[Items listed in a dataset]

•••

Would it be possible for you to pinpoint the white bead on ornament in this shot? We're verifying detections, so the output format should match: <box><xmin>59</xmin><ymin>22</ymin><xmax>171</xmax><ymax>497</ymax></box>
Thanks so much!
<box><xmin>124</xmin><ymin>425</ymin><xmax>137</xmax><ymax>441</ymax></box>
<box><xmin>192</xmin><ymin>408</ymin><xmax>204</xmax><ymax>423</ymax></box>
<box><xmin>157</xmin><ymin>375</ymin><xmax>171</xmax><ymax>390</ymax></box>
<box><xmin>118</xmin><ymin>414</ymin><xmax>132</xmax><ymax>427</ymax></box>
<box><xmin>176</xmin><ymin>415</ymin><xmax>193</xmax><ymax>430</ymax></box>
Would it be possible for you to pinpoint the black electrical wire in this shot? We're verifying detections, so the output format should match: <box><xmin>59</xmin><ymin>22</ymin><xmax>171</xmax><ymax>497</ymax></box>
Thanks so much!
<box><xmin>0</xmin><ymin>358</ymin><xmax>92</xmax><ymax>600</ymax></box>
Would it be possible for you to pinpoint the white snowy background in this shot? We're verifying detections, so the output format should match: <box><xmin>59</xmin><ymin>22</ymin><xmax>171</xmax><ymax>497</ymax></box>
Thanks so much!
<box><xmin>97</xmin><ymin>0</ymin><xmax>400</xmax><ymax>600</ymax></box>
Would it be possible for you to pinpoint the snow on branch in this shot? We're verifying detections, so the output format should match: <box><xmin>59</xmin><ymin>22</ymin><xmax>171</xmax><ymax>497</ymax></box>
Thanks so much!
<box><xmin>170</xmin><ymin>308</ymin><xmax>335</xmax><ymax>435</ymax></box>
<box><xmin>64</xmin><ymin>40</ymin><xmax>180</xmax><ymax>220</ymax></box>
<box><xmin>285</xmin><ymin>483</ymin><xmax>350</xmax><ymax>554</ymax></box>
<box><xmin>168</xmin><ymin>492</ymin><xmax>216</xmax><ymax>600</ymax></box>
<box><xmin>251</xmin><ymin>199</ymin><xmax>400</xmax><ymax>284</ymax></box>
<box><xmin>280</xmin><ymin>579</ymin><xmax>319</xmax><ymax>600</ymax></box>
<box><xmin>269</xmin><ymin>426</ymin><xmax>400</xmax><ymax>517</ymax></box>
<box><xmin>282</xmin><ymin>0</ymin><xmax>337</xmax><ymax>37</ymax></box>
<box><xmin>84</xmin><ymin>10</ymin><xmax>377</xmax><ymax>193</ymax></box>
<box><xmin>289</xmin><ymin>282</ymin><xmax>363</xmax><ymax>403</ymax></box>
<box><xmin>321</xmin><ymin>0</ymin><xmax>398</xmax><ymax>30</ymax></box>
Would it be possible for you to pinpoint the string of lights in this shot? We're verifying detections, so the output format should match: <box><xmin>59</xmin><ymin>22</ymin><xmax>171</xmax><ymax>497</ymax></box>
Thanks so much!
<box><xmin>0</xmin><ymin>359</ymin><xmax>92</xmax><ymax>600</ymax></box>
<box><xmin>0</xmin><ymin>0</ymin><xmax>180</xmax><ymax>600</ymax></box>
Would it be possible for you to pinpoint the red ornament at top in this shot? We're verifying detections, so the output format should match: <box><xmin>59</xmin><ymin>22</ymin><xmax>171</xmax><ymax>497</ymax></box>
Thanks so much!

•••

# [What to do]
Recast every line of the material above as a numbered list, dropping any blank lines.

# [Reply]
1. Would it be possible for you to pinpoint the white bead on ornament in this shot? We're verifying detections, so the output format should match: <box><xmin>59</xmin><ymin>22</ymin><xmax>171</xmax><ymax>497</ymax></box>
2. Thanks so much!
3. <box><xmin>124</xmin><ymin>425</ymin><xmax>137</xmax><ymax>441</ymax></box>
4. <box><xmin>192</xmin><ymin>408</ymin><xmax>204</xmax><ymax>423</ymax></box>
5. <box><xmin>157</xmin><ymin>375</ymin><xmax>171</xmax><ymax>390</ymax></box>
6. <box><xmin>118</xmin><ymin>414</ymin><xmax>132</xmax><ymax>427</ymax></box>
7. <box><xmin>176</xmin><ymin>415</ymin><xmax>193</xmax><ymax>430</ymax></box>
8. Would it be possible for you to pinpoint the black electrical wire in this shot? We're verifying detections, so the output format should match: <box><xmin>59</xmin><ymin>22</ymin><xmax>171</xmax><ymax>497</ymax></box>
9. Thanks so much!
10. <box><xmin>0</xmin><ymin>358</ymin><xmax>92</xmax><ymax>600</ymax></box>
11. Would it be possible for you to pinpoint the white snowy background in this shot? We're verifying detections, so the output format should match: <box><xmin>59</xmin><ymin>22</ymin><xmax>171</xmax><ymax>497</ymax></box>
12. Thanks so much!
13. <box><xmin>97</xmin><ymin>0</ymin><xmax>400</xmax><ymax>600</ymax></box>
14. Would it be possible for you to pinpoint the snow on branch in this shot? We're verifying detections, so the output format should match: <box><xmin>59</xmin><ymin>22</ymin><xmax>171</xmax><ymax>497</ymax></box>
15. Thanks so much!
16. <box><xmin>170</xmin><ymin>308</ymin><xmax>335</xmax><ymax>435</ymax></box>
17. <box><xmin>64</xmin><ymin>40</ymin><xmax>180</xmax><ymax>220</ymax></box>
18. <box><xmin>285</xmin><ymin>483</ymin><xmax>350</xmax><ymax>554</ymax></box>
19. <box><xmin>168</xmin><ymin>492</ymin><xmax>216</xmax><ymax>600</ymax></box>
20. <box><xmin>251</xmin><ymin>199</ymin><xmax>400</xmax><ymax>284</ymax></box>
21. <box><xmin>280</xmin><ymin>579</ymin><xmax>319</xmax><ymax>600</ymax></box>
22. <box><xmin>269</xmin><ymin>426</ymin><xmax>400</xmax><ymax>517</ymax></box>
23. <box><xmin>282</xmin><ymin>0</ymin><xmax>337</xmax><ymax>37</ymax></box>
24. <box><xmin>84</xmin><ymin>10</ymin><xmax>377</xmax><ymax>193</ymax></box>
25. <box><xmin>289</xmin><ymin>282</ymin><xmax>363</xmax><ymax>403</ymax></box>
26. <box><xmin>321</xmin><ymin>0</ymin><xmax>398</xmax><ymax>30</ymax></box>
27. Would it be possible for you to pinpoint the string of lights in this shot? We're verifying detections, so the output format should match: <box><xmin>59</xmin><ymin>22</ymin><xmax>171</xmax><ymax>497</ymax></box>
28. Thanks so much!
29. <box><xmin>0</xmin><ymin>359</ymin><xmax>92</xmax><ymax>600</ymax></box>
30. <box><xmin>0</xmin><ymin>0</ymin><xmax>180</xmax><ymax>600</ymax></box>
31. Would it be possible for you to pinpoint the red ornament at top in this shot? We're verifying detections, so the output format should match: <box><xmin>59</xmin><ymin>22</ymin><xmax>171</xmax><ymax>497</ymax></box>
32. Thanks so much!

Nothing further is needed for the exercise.